DENVER -- Buoyed by his debate showing, Mitt Romney said Thursday he offers "prosperity that comes through freedom" to a country struggling to shed a weak economy. President Barack Obama accused the former Massachusetts governor of running from his own record in pursuit of political power.
Both men unleashed new attack ads in the battleground states in a race with little more than a month to run, Obama suggesting Romney couldn't be trusted with the presidency, and the Republican accusing the president of backing a large tax increase on the middle class.
The debate reached 67.2 million viewers, an increase of 28 percent over the first debate in the 2008 presidential campaign. The measurement and information company Nielsen said Thursday that 11 networks provided live coverage of the debate.
Romney said in an interview with Fox News on Thursday night that had he been asked during their debate about his "47 percent" remarks that caused a stir when they cropped up last month, he would have acknowledged that he had been "just completely wrong." It was a turnabout from his early defense of the remarks - he had called them "not elegantly stated" - in which he disparaged the nearly half of Americans who don't pay federal income taxes. He had said they see themselves as victims and are unwilling to take responsibility for their lives.
"Well, clearly in a campaign, with hundreds if not thousands of speeches and question-and-answer sessions, now and then you're going to say something that doesn't come out right," Romney told Fox News. "In this case, I said something that's just completely wrong. And I absolutely believe, however, that my life has shown that I care about 100 percent and that's been demonstrated throughout my life. And this whole campaign is about the 100 percent."

> [Given task 1]:
According to the news report, how many viewers did the debate reach?
> [Given task 2]:
Repeat word for word the part of the news report that runs from "Both men unleashed" down to "the middle class.".

> [Data entries]:
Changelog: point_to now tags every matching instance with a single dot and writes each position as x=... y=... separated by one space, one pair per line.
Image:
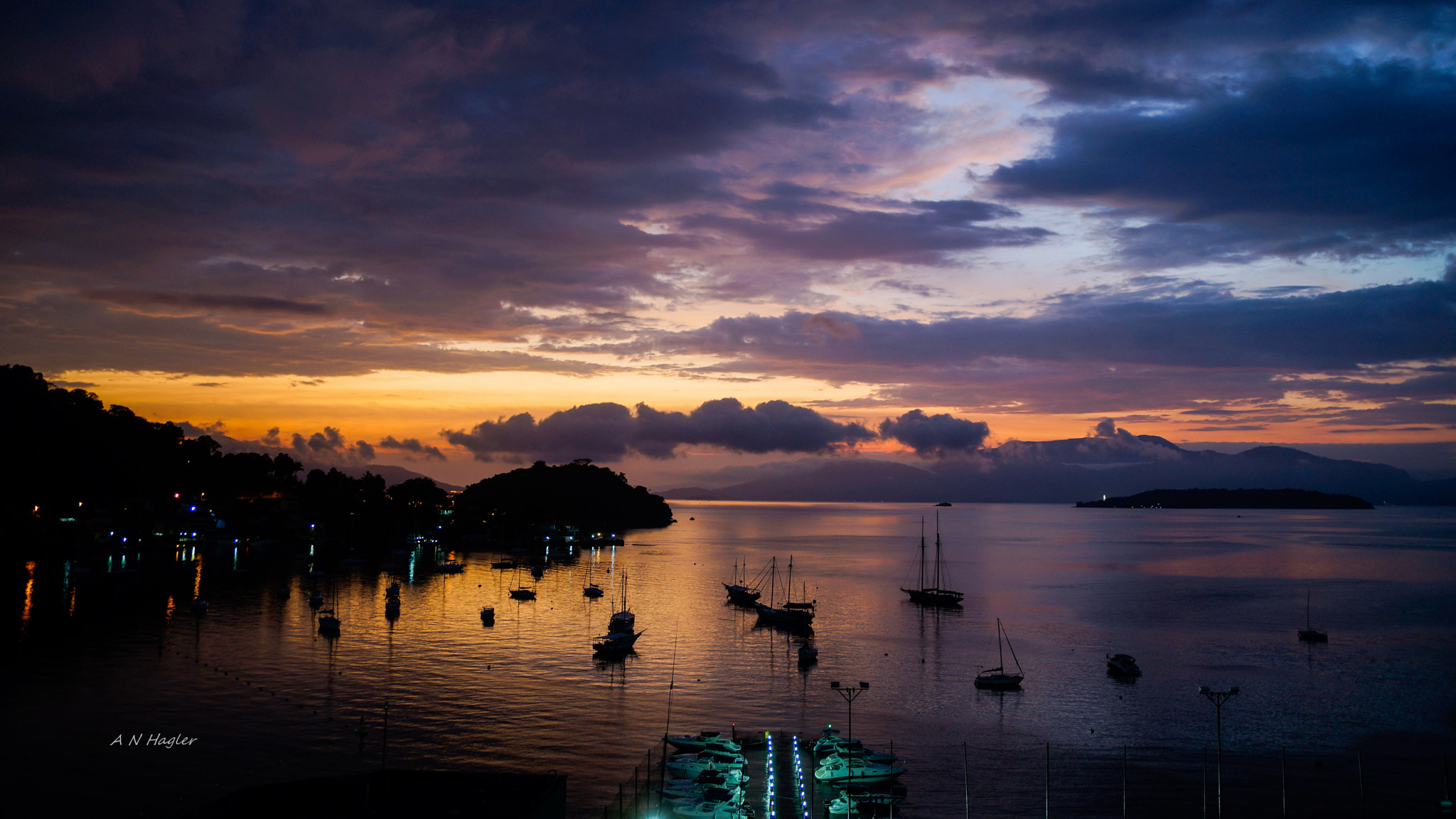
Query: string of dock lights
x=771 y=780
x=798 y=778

* * *

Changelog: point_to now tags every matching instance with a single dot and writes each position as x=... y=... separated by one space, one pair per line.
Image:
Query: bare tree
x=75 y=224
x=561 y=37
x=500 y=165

==

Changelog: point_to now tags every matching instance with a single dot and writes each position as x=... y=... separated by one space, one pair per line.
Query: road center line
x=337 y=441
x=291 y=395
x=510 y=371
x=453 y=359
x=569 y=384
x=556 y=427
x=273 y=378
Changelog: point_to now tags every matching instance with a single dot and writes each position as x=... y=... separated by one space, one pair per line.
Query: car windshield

> [Problem solution 1]:
67.2 million viewers.

> [Problem solution 2]:
Both men unleashed new attack ads in the battleground states in a race with little more than a month to run, Obama suggesting Romney couldn't be trusted with the presidency, and the Republican accusing the president of backing a large tax increase on the middle class.